Brano del testo:
----

Il discorso pronunciato a inizio ottobre dal presidente francese Emmanuel Macron nel quartiere di Les Mureaux ha riacceso il dibattito su laicismo e separatismo, tema molto sentito in un Paese che ha fatto della laïcité uno dei suoi valori fondanti. La questione è da tempo al centro dell’agenda politica del capo dell’Eliseo, ma le ultime proposte di legge avanzate da Macron hanno un obiettivo specifico: affrontare il problema del separatismo islamico.

Come precisato dallo stesso presidente, le misure recentemente annunciate non sono dirette contro l’islam in generale, ma contro quel «progetto consapevole, teorizzato, politico-religioso» che mira alla creazione di un ordine parallelo rispetto a quello dello Stato e in cui viene meno il rispetto dei valori fondanti della Republiqué. Primo fra tutti, quello della laicità.

La riconquista

Obiettivo primario è quindi la riconquista - per usare un termine caro allo stesso Eliseo - di quelle zone grigie, come i quartieri periferici, in cui il posto dell’autorità statale è stato occupato da altre organizzazioni, religiose e non, che hanno saputo sfruttare il sentimento di abbandono di una parte della società. Lo stesso Macron ha ammesso le colpe dello Stato, responsabile della nascita del separatismo in alcune aree del Paese: «Abbiamo concentrato popolazioni delle stesse origini, della stessa religione in determinate zone» senza garantire una «sufficiente mobilità economica e sociale».

----

Estratto dei dati:

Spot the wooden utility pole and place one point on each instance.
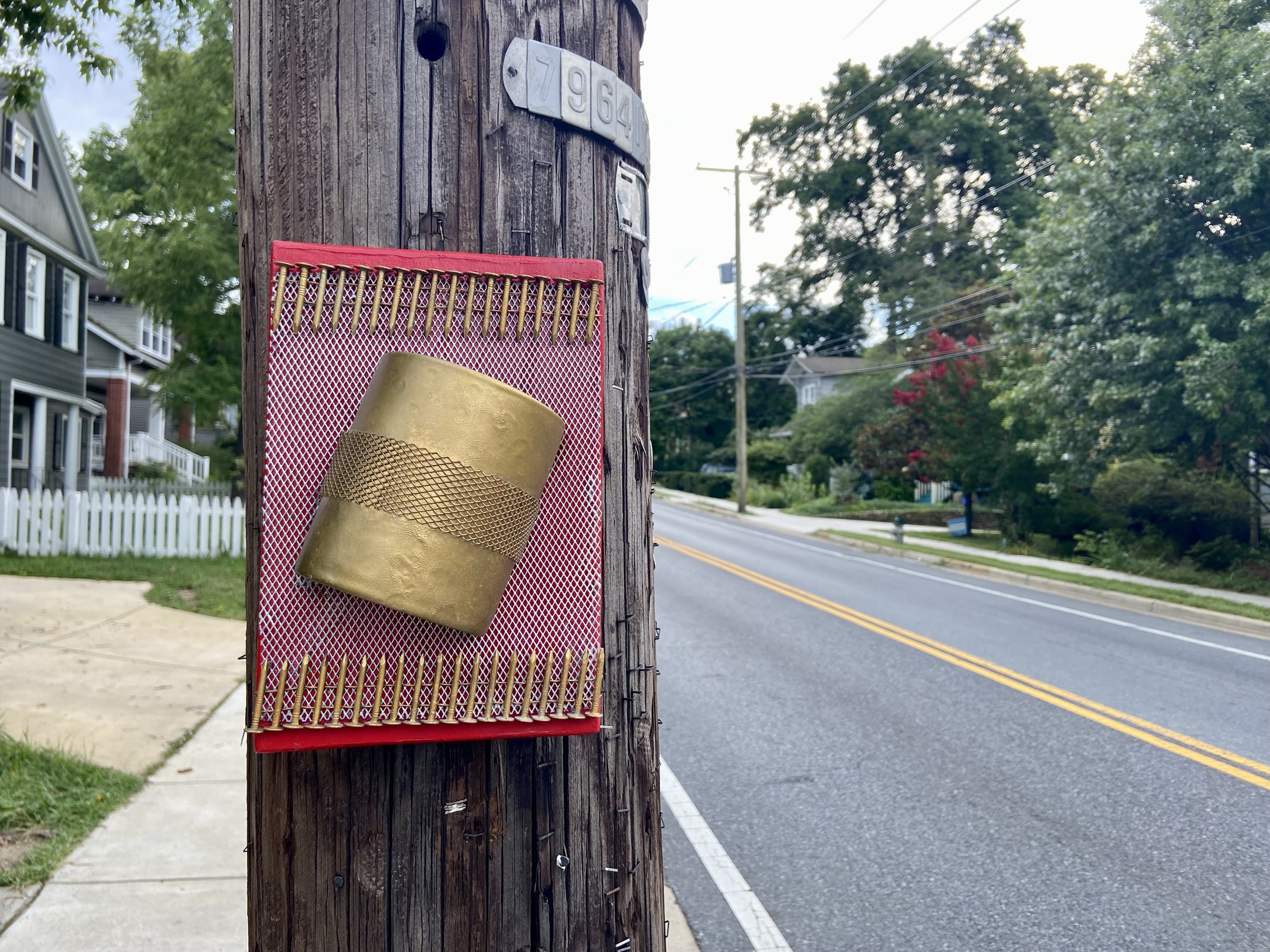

----

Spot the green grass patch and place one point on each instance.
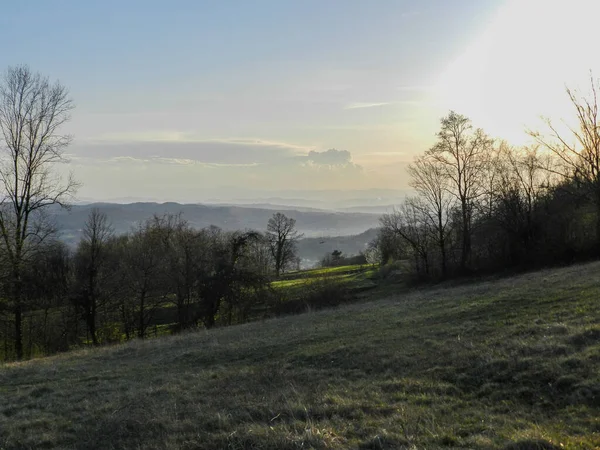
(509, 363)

----

Completa quanto segue:
[1] Nel testo sul discorso di Macron sul separatismo, in quale quartiere il presidente francese ha pronunciato il discorso di inizio ottobre?
[2] Riprendi il testo sul discorso di Macron sul separatismo e proseguilo dopo l'ultima frase riportata.

Soluzioni dell'esercizio:
[1] Nel quartiere di Les Mureaux.

[2]
A contribuire alla diffusione del separatismo, come ricordato da Macron, sono anche il passato coloniale della Francia e le ferite mai sanate derivanti da quel particolare periodo storico che tuttora segnano il tessuto sociale francese. Alcuni giovani, per esempio, costruiscono tuttora la propria identità attraverso un discorso anti-colonialista o post-coloniale, allontanandosi dal modello di integrazione per assimilazione tanto caro alla politica francese e avvicinandosi in alcuni casi all’islam radicale.

Territori perduti

Riprendere il controllo di questi “territori perduti” e ristabilire un rapporto con chi è stato marginalizzato è fondamentale non solo per favorire la coesione sociale, ma anche per allontanare lo spettro di nuovi attentati jihadisti al cuore della Francia.

Resta infatti il paese con il più alto rischio di attacchi di matrice ideologica: la sicurezza interna controlla 8 mila soggetti considerati a rischio radicalizzazione e almeno 2 mila francesi negli ultimi anni si sono uniti alle fila dello Stato islamico. Alcuni di loro, tra l’altro, sono detenuti nelle carceri curde della Siria del nord-est, ma il Ggoverno francese continua a rimandarne il rimpatrio per motivi di sicurezza.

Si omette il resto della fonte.